The lines from the one holding "Expected: for each instance of the hardwood" to the end of the records below, exactly as written, are the only thing to return.

··· EXTRACTED RECORDS

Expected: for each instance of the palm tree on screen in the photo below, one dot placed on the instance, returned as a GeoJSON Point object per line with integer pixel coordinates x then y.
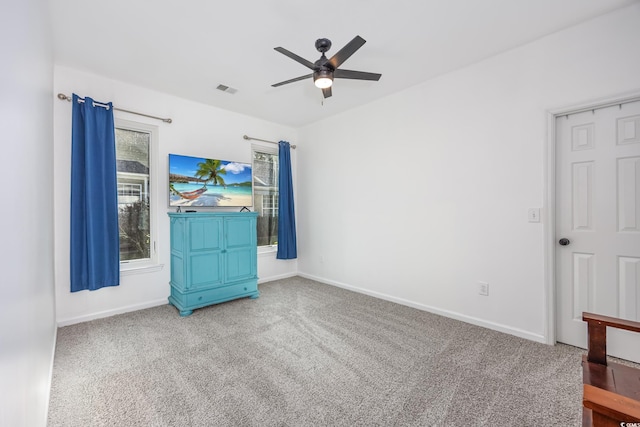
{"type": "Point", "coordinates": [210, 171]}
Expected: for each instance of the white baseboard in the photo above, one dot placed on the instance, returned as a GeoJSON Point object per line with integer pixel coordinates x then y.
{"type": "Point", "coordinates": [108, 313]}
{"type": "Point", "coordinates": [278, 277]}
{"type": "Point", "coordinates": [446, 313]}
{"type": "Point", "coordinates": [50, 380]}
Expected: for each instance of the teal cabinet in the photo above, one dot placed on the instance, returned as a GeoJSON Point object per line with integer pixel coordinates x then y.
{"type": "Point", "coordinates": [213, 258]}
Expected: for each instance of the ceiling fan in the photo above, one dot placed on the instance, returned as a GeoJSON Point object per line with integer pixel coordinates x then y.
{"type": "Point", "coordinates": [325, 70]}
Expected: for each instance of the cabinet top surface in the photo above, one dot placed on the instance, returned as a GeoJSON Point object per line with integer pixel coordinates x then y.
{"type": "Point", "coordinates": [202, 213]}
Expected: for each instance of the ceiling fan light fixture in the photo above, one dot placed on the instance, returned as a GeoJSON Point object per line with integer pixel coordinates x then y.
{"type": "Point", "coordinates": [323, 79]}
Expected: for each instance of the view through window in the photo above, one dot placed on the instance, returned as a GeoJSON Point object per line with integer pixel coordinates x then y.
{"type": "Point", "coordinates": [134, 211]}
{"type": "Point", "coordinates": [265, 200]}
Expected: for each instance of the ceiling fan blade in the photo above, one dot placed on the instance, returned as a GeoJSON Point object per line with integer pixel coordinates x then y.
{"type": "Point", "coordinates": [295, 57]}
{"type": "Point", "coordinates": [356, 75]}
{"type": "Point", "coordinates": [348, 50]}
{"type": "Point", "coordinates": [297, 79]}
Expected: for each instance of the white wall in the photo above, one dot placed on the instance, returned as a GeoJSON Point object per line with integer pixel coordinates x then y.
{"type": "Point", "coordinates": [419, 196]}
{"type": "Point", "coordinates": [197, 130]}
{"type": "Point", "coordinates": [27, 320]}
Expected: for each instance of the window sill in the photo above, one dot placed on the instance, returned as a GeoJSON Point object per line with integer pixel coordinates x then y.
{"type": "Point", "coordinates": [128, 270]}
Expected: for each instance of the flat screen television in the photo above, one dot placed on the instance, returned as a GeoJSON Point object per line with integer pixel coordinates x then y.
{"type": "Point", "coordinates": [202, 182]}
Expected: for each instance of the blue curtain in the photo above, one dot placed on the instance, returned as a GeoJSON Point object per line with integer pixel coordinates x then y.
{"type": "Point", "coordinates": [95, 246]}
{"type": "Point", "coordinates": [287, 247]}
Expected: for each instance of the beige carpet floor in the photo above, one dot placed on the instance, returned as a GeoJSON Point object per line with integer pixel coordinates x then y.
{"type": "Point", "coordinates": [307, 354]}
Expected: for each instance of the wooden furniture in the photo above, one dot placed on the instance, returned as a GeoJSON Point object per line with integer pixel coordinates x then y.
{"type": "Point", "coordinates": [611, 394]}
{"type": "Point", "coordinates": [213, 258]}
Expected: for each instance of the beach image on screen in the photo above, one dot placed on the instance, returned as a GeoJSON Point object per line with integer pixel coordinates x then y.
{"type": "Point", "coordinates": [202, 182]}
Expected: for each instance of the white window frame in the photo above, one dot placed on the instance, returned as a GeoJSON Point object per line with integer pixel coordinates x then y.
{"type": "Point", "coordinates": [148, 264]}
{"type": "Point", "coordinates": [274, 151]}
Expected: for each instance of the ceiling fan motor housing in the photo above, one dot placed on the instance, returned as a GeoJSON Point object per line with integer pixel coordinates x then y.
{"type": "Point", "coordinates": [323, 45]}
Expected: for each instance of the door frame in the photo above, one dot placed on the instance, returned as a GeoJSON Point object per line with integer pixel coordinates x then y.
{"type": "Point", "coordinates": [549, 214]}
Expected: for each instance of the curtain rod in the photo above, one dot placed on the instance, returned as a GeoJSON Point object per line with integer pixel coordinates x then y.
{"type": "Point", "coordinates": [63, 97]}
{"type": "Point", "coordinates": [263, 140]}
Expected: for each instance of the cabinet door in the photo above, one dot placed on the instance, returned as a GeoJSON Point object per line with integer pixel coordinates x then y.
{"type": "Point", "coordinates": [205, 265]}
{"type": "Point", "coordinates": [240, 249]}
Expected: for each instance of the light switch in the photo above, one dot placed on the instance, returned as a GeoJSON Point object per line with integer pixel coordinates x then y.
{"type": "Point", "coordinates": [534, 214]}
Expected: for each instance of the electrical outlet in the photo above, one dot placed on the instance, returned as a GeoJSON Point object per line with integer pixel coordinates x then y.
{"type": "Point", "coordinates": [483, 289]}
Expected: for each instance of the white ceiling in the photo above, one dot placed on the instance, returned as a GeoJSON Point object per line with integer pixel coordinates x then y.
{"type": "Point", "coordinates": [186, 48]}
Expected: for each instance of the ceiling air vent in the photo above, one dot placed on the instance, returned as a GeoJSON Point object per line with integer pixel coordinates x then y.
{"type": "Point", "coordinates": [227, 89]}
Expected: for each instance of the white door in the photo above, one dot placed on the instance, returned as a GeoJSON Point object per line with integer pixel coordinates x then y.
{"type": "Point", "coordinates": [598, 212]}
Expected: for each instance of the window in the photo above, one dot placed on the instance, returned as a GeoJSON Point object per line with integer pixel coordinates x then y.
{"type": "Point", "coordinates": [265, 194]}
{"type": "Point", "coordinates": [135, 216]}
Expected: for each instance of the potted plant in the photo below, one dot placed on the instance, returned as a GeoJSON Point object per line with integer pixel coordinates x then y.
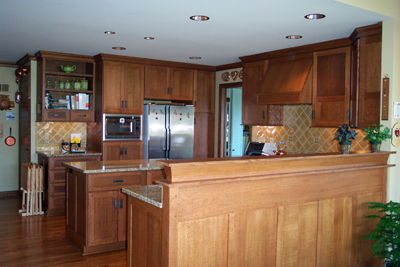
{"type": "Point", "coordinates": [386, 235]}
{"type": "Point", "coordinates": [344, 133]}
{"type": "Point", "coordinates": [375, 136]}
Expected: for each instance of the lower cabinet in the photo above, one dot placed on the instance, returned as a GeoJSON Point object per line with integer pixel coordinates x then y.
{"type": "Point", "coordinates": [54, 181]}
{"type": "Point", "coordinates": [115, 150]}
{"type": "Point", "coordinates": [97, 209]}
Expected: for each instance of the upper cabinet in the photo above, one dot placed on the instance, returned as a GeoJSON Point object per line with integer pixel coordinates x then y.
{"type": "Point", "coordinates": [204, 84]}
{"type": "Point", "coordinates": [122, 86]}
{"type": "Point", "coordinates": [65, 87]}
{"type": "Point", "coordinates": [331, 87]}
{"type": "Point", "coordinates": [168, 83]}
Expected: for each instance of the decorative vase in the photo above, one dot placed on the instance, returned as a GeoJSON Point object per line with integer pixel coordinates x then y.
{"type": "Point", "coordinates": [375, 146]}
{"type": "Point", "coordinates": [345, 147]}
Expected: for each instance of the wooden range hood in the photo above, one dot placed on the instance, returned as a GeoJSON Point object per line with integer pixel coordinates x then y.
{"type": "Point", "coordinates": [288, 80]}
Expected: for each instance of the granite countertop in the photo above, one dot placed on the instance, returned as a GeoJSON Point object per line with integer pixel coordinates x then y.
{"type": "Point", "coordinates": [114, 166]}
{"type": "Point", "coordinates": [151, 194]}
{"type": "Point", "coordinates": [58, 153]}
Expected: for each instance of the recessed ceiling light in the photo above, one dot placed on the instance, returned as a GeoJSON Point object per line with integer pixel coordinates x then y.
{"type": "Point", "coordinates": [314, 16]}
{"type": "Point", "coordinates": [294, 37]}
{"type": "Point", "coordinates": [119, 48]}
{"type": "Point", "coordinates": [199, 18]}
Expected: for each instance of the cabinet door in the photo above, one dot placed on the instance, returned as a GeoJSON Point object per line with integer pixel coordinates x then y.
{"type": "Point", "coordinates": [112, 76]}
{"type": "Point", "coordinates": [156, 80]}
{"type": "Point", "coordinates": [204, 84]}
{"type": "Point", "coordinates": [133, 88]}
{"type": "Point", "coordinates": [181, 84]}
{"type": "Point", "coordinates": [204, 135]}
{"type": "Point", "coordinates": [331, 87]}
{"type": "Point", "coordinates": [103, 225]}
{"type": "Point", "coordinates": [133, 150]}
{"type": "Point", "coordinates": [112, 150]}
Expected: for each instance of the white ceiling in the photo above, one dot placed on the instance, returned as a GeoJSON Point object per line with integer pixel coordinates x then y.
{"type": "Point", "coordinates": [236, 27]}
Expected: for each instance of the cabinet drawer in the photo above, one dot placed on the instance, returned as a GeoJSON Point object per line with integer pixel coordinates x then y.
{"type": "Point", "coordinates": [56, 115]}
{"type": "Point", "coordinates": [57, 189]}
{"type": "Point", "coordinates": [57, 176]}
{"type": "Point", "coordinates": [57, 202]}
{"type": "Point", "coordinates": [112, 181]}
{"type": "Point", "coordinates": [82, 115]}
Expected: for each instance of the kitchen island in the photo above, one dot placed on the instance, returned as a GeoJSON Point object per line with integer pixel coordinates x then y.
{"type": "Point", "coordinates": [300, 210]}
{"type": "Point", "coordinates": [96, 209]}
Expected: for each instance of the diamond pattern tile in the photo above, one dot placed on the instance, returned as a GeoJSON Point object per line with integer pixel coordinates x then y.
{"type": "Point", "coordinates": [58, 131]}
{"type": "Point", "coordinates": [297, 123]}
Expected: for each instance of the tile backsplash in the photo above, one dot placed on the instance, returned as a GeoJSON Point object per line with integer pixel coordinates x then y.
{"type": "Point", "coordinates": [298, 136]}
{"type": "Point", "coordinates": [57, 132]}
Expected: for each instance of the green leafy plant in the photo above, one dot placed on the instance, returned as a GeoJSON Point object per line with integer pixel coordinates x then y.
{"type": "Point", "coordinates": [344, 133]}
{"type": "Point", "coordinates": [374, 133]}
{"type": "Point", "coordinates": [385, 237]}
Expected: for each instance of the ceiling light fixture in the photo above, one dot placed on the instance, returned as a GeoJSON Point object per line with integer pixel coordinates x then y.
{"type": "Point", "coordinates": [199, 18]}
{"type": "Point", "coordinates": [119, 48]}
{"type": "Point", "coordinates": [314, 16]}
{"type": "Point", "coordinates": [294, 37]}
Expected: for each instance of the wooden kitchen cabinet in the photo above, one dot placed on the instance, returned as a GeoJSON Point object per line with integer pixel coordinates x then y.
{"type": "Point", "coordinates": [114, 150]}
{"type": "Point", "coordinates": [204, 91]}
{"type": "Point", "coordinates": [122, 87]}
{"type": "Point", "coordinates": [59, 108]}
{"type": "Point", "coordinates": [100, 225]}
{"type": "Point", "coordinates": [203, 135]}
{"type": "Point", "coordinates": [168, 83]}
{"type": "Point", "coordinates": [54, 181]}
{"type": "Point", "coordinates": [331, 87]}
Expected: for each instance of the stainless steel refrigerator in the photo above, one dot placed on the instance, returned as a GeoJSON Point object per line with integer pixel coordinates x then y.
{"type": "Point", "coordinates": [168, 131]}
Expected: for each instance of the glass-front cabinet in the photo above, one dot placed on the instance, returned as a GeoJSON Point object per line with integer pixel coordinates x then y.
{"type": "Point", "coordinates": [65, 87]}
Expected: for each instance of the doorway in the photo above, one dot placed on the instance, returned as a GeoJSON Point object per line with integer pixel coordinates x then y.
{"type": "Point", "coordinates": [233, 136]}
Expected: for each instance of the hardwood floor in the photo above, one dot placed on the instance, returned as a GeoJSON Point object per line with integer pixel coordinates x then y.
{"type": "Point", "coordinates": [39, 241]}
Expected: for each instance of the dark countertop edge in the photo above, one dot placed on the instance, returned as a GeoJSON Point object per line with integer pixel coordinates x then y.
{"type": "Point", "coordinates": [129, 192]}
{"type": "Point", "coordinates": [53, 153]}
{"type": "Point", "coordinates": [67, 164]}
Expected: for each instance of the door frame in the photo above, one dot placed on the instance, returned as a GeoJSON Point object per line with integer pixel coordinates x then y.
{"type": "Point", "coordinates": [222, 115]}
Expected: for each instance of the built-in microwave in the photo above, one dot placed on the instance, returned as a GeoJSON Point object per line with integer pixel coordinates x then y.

······

OUTPUT FOR THIS EXERCISE
Expected: for each instance of the hardwood floor in the photo above, one dot placed on the instance, returned as a GeoJSON Point object per line with integer pixel coordinates x then y.
{"type": "Point", "coordinates": [39, 241]}
Expected: for each instance of the dark countertop edge in the photo above, one dot placed on the instance, returned as a GeoJSON Point object per line with integer pixel coordinates x then y.
{"type": "Point", "coordinates": [129, 192]}
{"type": "Point", "coordinates": [53, 153]}
{"type": "Point", "coordinates": [67, 164]}
Expected: for each instance of the door frame in the photo above, one dot placed on the instance, returned as a GeoJSON Point object per line with integer pixel coordinates x then y.
{"type": "Point", "coordinates": [222, 115]}
Expected: for each instance of the built-in microwave in the photo above, one dot placed on the instance, returned as a GeoJSON Point object per line with integer pixel coordinates x then y.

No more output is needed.